[Provided data]
---*---

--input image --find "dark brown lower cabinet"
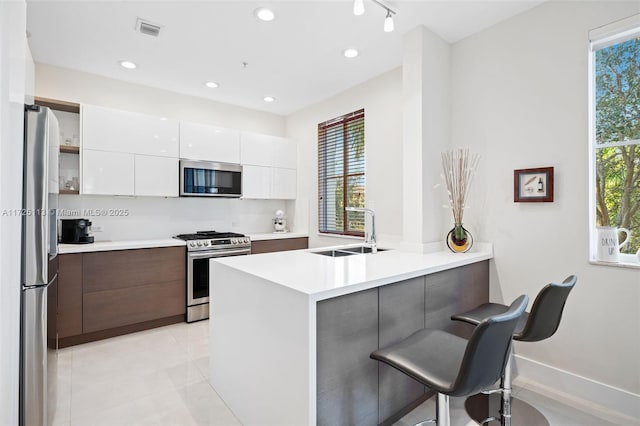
[58,247,186,347]
[58,253,82,338]
[251,237,309,254]
[316,261,489,426]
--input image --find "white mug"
[596,226,631,262]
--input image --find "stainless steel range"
[174,231,251,322]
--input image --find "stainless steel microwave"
[180,160,242,198]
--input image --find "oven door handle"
[188,249,251,259]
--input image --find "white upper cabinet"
[82,149,134,195]
[180,121,240,164]
[82,105,179,158]
[240,132,298,169]
[135,155,178,197]
[242,166,271,200]
[271,167,298,200]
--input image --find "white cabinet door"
[270,167,298,200]
[242,166,271,199]
[180,121,240,164]
[82,149,134,195]
[135,155,179,197]
[82,105,178,158]
[241,132,298,169]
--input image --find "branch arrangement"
[442,148,480,225]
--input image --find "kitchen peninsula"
[209,244,493,425]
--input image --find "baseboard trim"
[515,355,640,424]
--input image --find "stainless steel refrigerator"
[20,105,60,426]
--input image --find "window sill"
[589,254,640,269]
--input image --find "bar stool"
[370,295,529,426]
[451,275,577,426]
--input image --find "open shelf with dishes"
[35,97,81,195]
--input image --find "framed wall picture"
[513,167,553,203]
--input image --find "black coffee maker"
[60,219,93,244]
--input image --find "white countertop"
[58,238,186,254]
[211,243,493,300]
[247,232,309,241]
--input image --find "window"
[591,17,640,261]
[318,109,365,236]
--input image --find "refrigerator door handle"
[22,108,49,286]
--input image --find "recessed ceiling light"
[253,7,276,22]
[343,48,360,58]
[120,61,138,70]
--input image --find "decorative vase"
[447,223,473,253]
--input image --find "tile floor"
[50,321,640,426]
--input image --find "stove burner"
[174,231,244,241]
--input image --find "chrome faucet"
[345,207,378,253]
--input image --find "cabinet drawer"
[82,279,187,333]
[82,247,186,292]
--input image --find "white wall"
[36,63,295,241]
[451,1,640,402]
[36,63,284,136]
[0,1,29,426]
[286,68,402,247]
[59,195,286,241]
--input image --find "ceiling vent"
[136,18,162,37]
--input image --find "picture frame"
[513,167,553,203]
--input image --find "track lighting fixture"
[353,0,396,33]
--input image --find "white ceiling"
[27,0,544,114]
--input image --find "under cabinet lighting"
[253,7,276,22]
[120,61,138,70]
[353,0,364,16]
[342,48,360,58]
[384,10,394,33]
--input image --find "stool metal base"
[464,392,549,426]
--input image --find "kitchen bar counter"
[214,243,493,301]
[209,244,493,425]
[58,238,186,254]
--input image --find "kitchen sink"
[340,246,387,253]
[311,246,387,257]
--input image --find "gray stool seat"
[451,275,578,342]
[371,328,468,396]
[451,303,529,340]
[371,295,529,425]
[451,275,577,426]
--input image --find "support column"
[402,26,451,252]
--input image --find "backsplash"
[58,195,293,241]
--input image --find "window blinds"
[318,109,365,236]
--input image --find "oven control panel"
[187,237,251,250]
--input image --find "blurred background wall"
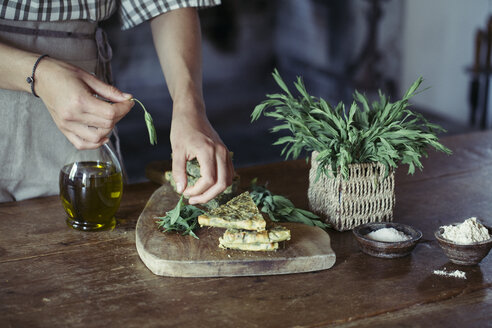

---*---

[Problem description] Express every line of the records above as a JSON list of strings, one string per line, with blank lines left out. Leave the pictures out of the list.

[Response to this exercise]
[
  "--input image --find \"dark brown lower cabinet\"",
  "[58,247,186,347]",
  "[58,253,82,338]",
  "[251,237,309,254]",
  "[316,261,489,426]",
  "--input image --find \"white mug\"",
  "[596,226,631,262]",
  "--input image --find \"stainless steel range\"",
  "[174,231,251,322]",
  "--input image --find \"stainless steel microwave\"",
  "[180,160,242,198]",
  "--input image --find \"oven door handle\"",
  "[188,249,251,259]",
  "--input image --find \"white upper cabinet\"",
  "[82,149,134,195]",
  "[180,121,240,164]",
  "[82,105,179,158]",
  "[240,132,298,169]",
  "[135,155,178,197]",
  "[242,166,271,200]",
  "[271,167,298,200]",
  "--input image --find \"white cabinet door\"",
  "[270,167,298,200]",
  "[242,166,271,199]",
  "[180,121,240,164]",
  "[82,149,134,195]",
  "[135,155,179,197]",
  "[82,105,178,158]",
  "[241,132,298,169]",
  "--input image --find \"branch arrangement\"",
  "[442,148,480,225]",
  "--input image --find \"kitchen peninsula\"",
  "[209,244,493,425]",
  "--input image --find \"baseboard trim\"",
  "[515,355,640,424]",
  "--input image --find \"stainless steel refrigerator\"",
  "[20,105,60,426]",
  "--input image --find \"window sill\"",
  "[589,254,640,269]",
  "--input image --find \"bar stool\"",
  "[370,295,529,426]",
  "[451,275,577,426]",
  "--input image --find \"open shelf with dishes\"",
  "[35,97,81,195]",
  "--input image --find \"framed wall picture\"",
  "[513,167,553,203]",
  "--input image --find \"black coffee maker\"",
  "[60,219,93,244]",
  "--input image --find \"white countertop\"",
  "[58,238,186,254]",
  "[211,243,493,300]",
  "[247,232,309,241]",
  "--input image --find \"window\"",
  "[591,17,640,261]",
  "[318,109,365,236]",
  "--input image --find \"refrigerator door handle\"",
  "[22,108,49,286]",
  "--input image --find \"recessed ceiling light\"",
  "[253,7,276,22]",
  "[343,48,360,58]",
  "[120,61,138,70]",
  "--input image --find \"decorative vase\"",
  "[447,223,473,253]",
  "--input image --find \"tile floor\"",
  "[50,321,640,426]",
  "--input image --find \"stove burner\"",
  "[174,231,244,241]",
  "--input image --find \"chrome faucet\"",
  "[345,207,378,253]",
  "--input image --find \"cabinet drawer\"",
  "[82,279,187,333]",
  "[82,247,186,292]",
  "--input image --find \"white wall\"",
  "[36,63,295,241]",
  "[451,1,640,402]",
  "[36,63,284,136]",
  "[0,1,29,426]",
  "[286,68,402,247]",
  "[59,195,286,241]",
  "--input image --find \"ceiling vent\"",
  "[136,18,162,37]",
  "--input image --find \"picture frame\"",
  "[513,167,553,203]",
  "--input image --find \"track lighting fixture\"",
  "[353,0,396,33]",
  "--input image --find \"white ceiling\"",
  "[27,0,544,114]",
  "--input image --find \"under cabinet lighting\"",
  "[253,7,276,22]",
  "[120,61,138,70]",
  "[353,0,364,16]",
  "[342,48,360,58]",
  "[384,10,394,33]",
  "--input image --find \"stool metal base\"",
  "[464,392,549,426]",
  "--input image --find \"kitchen bar counter\"",
  "[214,243,493,301]",
  "[209,244,493,425]",
  "[58,238,186,254]",
  "--input image --find \"kitchen sink\"",
  "[340,246,387,253]",
  "[311,246,387,257]",
  "--input image --find \"gray stool seat\"",
  "[451,275,578,342]",
  "[371,328,468,396]",
  "[451,303,529,340]",
  "[371,295,529,425]",
  "[451,275,577,426]",
  "--input image --find \"support column\"",
  "[402,26,451,252]",
  "--input image --find \"backsplash\"",
  "[58,195,293,241]",
  "--input image --find \"window blinds\"",
  "[318,109,365,236]",
  "--input image --find \"oven control panel\"",
  "[187,237,251,250]",
  "--input image --find \"blurred background wall\""
]